**GIVEN DATA:**
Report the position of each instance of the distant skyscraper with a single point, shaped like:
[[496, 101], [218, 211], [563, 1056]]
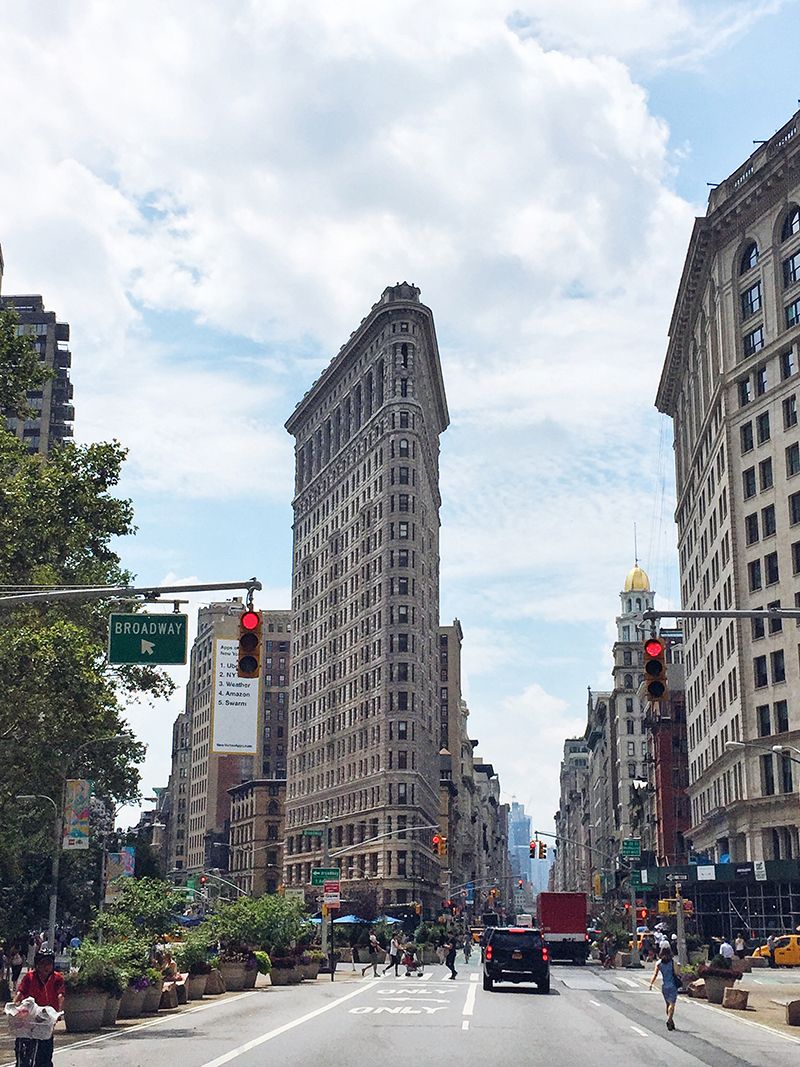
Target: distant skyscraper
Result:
[[365, 701], [52, 403]]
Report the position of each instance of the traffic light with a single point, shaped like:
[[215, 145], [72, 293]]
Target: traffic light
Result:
[[655, 669], [250, 643]]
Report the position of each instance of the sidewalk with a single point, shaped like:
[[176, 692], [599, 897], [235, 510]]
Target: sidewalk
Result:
[[63, 1039], [762, 1007]]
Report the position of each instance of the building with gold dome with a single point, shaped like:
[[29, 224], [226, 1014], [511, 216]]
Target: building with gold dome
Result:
[[623, 779]]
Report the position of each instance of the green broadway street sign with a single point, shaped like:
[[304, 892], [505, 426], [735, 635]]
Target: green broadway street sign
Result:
[[147, 638], [321, 875]]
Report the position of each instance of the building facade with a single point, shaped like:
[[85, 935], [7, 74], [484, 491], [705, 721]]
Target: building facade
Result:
[[365, 733], [51, 405], [202, 782], [730, 384]]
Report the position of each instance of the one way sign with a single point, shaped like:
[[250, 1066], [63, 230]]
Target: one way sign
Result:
[[147, 638]]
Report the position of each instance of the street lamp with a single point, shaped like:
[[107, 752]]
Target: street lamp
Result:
[[56, 861], [59, 826]]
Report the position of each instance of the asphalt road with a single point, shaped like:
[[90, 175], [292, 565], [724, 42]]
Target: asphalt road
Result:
[[605, 1019]]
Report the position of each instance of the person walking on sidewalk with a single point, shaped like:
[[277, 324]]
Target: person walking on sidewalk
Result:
[[46, 986], [372, 951], [394, 954], [666, 967]]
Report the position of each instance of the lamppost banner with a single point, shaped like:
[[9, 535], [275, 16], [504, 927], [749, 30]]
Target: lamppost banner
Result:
[[118, 866], [76, 813]]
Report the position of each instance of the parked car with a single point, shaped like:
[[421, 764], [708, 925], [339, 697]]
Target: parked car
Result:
[[787, 951], [515, 954]]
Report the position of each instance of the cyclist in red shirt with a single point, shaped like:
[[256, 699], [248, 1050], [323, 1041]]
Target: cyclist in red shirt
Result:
[[46, 986]]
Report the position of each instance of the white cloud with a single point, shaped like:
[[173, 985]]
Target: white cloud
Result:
[[265, 170], [524, 742], [660, 32]]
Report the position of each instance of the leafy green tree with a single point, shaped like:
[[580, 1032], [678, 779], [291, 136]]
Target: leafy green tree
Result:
[[62, 705]]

**INSTRUCTIONS TO FOLLOW:**
Please return all of the records above verbatim, omitting the pictures.

**EXERCISE SOLUTION:**
Report the position of each instance of the distant skyscraper with a single point, shaped like:
[[496, 101], [218, 211], [563, 1056]]
Target: distant skyscraper
Result:
[[365, 701], [52, 403]]
Report the position of each instance of the traffic light with a single point, shaped like:
[[215, 145], [72, 293]]
Target: traffic light
Result:
[[655, 669], [250, 643]]
Report the position of each instance of the sidewalk with a single point, shaped like:
[[176, 692], [599, 897], [235, 510]]
Target: sidewalk
Result:
[[63, 1039], [762, 1007]]
Report the position of each instance of the building with gold dome with a single point, shaped like:
[[29, 224], [226, 1014], [511, 216]]
Target: building with gold dome
Result:
[[623, 779]]
Report the position of each instance of the green broadway street sign with a single point, shaped like:
[[304, 892], [505, 426], [735, 635]]
Target: green broadway street sign
Result:
[[147, 638], [321, 875]]
Report the position of each instance of the building facade with a single point, shaped like:
[[85, 935], [7, 74], [484, 491], [705, 721]]
Target: building facade
Result:
[[365, 733], [51, 405], [202, 782], [730, 384]]
Report the position of each instance of the one way sign with a single point, shaped like:
[[250, 1066], [63, 230]]
Target: one way sign
Result:
[[147, 638]]
Report the position of each instance of the street lamp with a single point, shaped like:
[[107, 752]]
Target: street lamp
Result:
[[56, 861], [59, 826]]
Report the position of each instance of the asphalt road with a single point, shaped like:
[[90, 175], [292, 565], [724, 42]]
Target: asphalt road
Result:
[[605, 1019]]
Report the position of each instance of the person walking on sidewalk with a single point, shaped like:
[[277, 324]]
Target: person walking on sidewalk
Result:
[[46, 986], [372, 951], [394, 954], [666, 967]]
Report the position of each instance of the lamppost banner with a single point, shaped like:
[[9, 535], [275, 16], [504, 927], [749, 30]]
Target: lamppost banner
Result:
[[118, 866], [76, 813]]
Report the position of each instance of the parked car with a single point, shaped like:
[[421, 764], [708, 925], [339, 697]]
Target: parked car
Result:
[[787, 951], [515, 954]]
Report the position of each instance of the cyclist in red shirt with a single point, shaped like:
[[256, 699], [248, 1050], [323, 1041]]
Target: cyclist in red shirt
Result:
[[46, 986]]
Report the position of each instance of the white cloud with a single point, shaped like:
[[173, 985]]
Target: white cloud
Result:
[[265, 170], [524, 742], [660, 32]]
Report the position of each instance of the leafy green tree with a single point, shaped like:
[[580, 1032], [678, 779], [291, 136]]
Target: leafy green tree
Result:
[[62, 705]]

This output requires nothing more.